Title: Everything We Ever Wanted
Author: Sara Shepard
Publisher: William Morrow
Source: ARC Tour
From the Publisher: Recently widowed mother of two, Sylvie Bates-McAllister finds her life upended by a late-night phone call from the headmaster of the prestigious private school founded by her grandfather where her adopted son, Scott, teaches. Allegations of Scott’s involvement in a hazing scandal cause a ripple effect, throwing the entire family into chaos and exposing a tangled web of secrets that ties the family together. The quest to unravel the truth takes the family on individual journeys across state lines, into hospitals, through the Pennsylvania woods, and face-to-face with the long-dormant question: What if the life you always planned for and dreamed of isn’t what you want after all?
When I signed up to review this one, I thought it would be a YA novel since everything I’ve ever known Sara Shepard to write has been of that genre – but this one wasn’t. I was surprised when I started reading it, enough so that I actually put it down for a few days before I picked it up again.
There are several different stories woven together throughout this novel – that of Sylvie’s youth, her marriage, Scott’s childhood, Charles’ youth and the way he interacted with his father, Charles and Joanna’s marriage, and of course the scandal surrounding Scott and the death of one of the young boys he coached. But despite everything going on, there are still only a few central themes. The primary theme is, of course, that just because you get what you thought you wanted doesn’t mean it was actually what you really wanted. Dreams can be fulfilled only for you to find that you weren’t dreaming for what you thought you were.
The secondary theme, and the one that spoke to me the most, is that anytime you look into your own head to determine what someone else has done or is doing, you are doing a grave disservice to both of you. Every single one of the conflicts in this novel could have been avoided if the characters had simply talked to one another. But they didn’t, and as a result years were wasted in this family’s life. Relationships were broken and never mended. Marriages ended, or nearly did. Happiness was but a distant thought.
All because each of these family members decided they knew what was really going on based on what they believed they saw or already knew.
It was painful for me to read because I saw myself within those pages, and it made me want to change. It’s rare that a novel will make me want to change and be a better person, so when it does I take notice. Sara Shepard did a fine job and wrote a spectacular novel – painful as it was to read.
++++++++++++++++++++
* **QUESTIONS TO ANSWER**:
**1.** Retype the passage of the book review from "There are several" to "thought you were.".
**2.** Answer these questions using the book review:
(a) Which publisher released the novel?
(b) What is the name of Sylvie's adopted son?
(c) What kind of novel did the reviewer expect before starting to read?

[Items from a dataset]
++++++++++++++++++++
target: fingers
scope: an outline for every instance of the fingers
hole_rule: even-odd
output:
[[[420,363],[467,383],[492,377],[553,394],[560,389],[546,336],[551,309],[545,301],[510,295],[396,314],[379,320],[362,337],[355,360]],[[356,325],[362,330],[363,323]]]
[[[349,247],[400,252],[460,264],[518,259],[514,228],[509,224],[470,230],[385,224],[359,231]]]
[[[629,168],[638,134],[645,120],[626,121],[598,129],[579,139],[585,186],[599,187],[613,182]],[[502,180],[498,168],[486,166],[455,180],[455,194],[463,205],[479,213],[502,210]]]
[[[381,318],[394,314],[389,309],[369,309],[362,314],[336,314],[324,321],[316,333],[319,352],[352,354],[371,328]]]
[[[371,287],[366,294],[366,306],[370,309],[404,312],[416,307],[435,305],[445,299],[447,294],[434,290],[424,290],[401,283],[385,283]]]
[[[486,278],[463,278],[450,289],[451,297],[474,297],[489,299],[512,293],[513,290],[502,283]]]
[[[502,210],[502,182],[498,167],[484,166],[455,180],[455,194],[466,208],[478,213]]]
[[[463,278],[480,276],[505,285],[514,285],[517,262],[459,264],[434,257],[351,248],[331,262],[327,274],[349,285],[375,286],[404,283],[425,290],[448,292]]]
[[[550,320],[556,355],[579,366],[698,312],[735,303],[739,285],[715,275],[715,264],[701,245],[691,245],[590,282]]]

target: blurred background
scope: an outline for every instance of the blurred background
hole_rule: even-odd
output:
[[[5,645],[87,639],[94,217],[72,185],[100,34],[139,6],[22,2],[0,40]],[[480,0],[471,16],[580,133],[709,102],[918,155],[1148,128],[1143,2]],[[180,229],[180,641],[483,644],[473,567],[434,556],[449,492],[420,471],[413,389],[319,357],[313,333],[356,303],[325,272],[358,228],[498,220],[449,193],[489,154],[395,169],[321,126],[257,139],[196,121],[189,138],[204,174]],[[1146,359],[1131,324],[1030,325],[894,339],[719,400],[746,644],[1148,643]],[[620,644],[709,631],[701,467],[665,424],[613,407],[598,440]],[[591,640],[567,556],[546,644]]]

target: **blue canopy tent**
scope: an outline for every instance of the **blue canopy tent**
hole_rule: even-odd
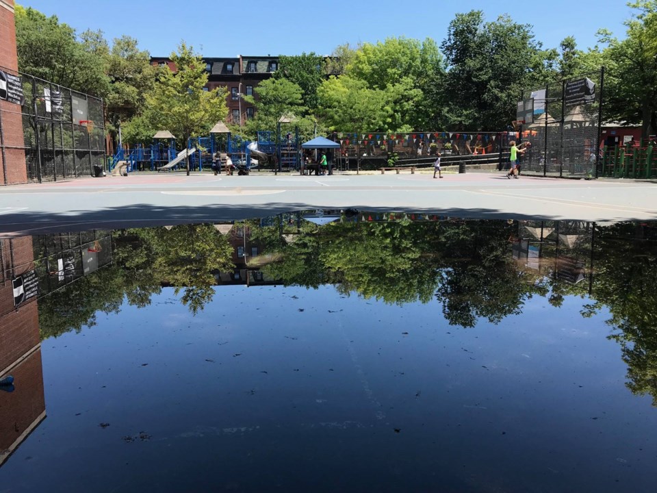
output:
[[[301,149],[339,149],[340,144],[326,137],[315,137],[301,144]]]
[[[339,142],[334,142],[333,140],[329,140],[326,137],[315,137],[311,140],[309,140],[307,142],[304,142],[301,144],[301,149],[340,149]],[[329,160],[328,162],[328,174],[333,174],[333,169],[331,167],[331,162],[333,160]],[[319,172],[318,172],[319,173]]]

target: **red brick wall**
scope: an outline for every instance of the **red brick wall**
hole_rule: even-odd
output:
[[[31,236],[2,242],[2,261],[5,279],[0,283],[0,371],[7,368],[39,342],[39,314],[36,301],[14,307],[10,270],[12,255],[14,275],[20,275],[32,268],[34,254]],[[12,253],[13,252],[13,253]]]
[[[12,71],[18,68],[16,54],[16,27],[14,24],[14,0],[0,0],[0,66]],[[0,153],[0,185],[25,183],[27,170],[25,152],[18,149],[25,144],[23,136],[23,118],[21,107],[0,101],[2,112],[2,129],[4,134],[5,157]]]
[[[12,375],[14,392],[0,390],[0,451],[9,448],[46,410],[41,349],[14,368]]]

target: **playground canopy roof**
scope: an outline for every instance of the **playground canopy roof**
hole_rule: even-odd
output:
[[[217,124],[212,127],[212,129],[210,130],[210,134],[230,134],[231,131],[229,129],[228,127],[226,126],[226,124],[222,121],[217,122]]]
[[[153,138],[172,138],[175,139],[175,137],[173,136],[173,134],[170,132],[168,130],[158,130],[157,133],[155,134],[153,136]]]
[[[301,144],[302,149],[339,149],[340,144],[329,140],[326,137],[315,137]]]

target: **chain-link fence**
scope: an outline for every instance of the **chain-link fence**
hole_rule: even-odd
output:
[[[517,142],[525,142],[522,173],[541,176],[598,175],[604,70],[524,92]],[[523,114],[523,113],[524,114]],[[527,144],[530,145],[528,145]]]
[[[0,105],[5,184],[21,181],[8,176],[17,166],[25,166],[27,179],[33,181],[89,176],[94,168],[104,169],[102,99],[4,68],[0,72],[8,86],[13,86]]]

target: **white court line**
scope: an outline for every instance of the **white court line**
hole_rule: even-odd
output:
[[[5,214],[7,212],[17,212],[21,210],[25,210],[27,207],[0,207],[0,214]],[[7,210],[4,210],[6,209]]]
[[[657,212],[654,209],[643,209],[635,207],[631,205],[609,205],[605,206],[597,202],[586,202],[584,201],[576,201],[569,199],[554,199],[553,197],[527,197],[526,195],[518,195],[510,193],[502,193],[495,190],[463,190],[474,194],[483,194],[489,195],[497,195],[499,197],[508,197],[512,199],[522,199],[524,200],[535,201],[537,202],[552,202],[560,203],[564,205],[577,205],[580,207],[586,207],[591,209],[605,209],[607,210],[619,211],[624,210],[628,212]]]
++++++++++++++++++++
* **RESULTS**:
**1.**
There are several different stories woven together throughout this novel – that of Sylvie’s youth, her marriage, Scott’s childhood, Charles’ youth and the way he interacted with his father, Charles and Joanna’s marriage, and of course the scandal surrounding Scott and the death of one of the young boys he coached. But despite everything going on, there are still only a few central themes. The primary theme is, of course, that just because you get what you thought you wanted doesn’t mean it was actually what you really wanted. Dreams can be fulfilled only for you to find that you weren’t dreaming for what you thought you were.

**2.**
(a) William Morrow
(b) Scott
(c) A YA novel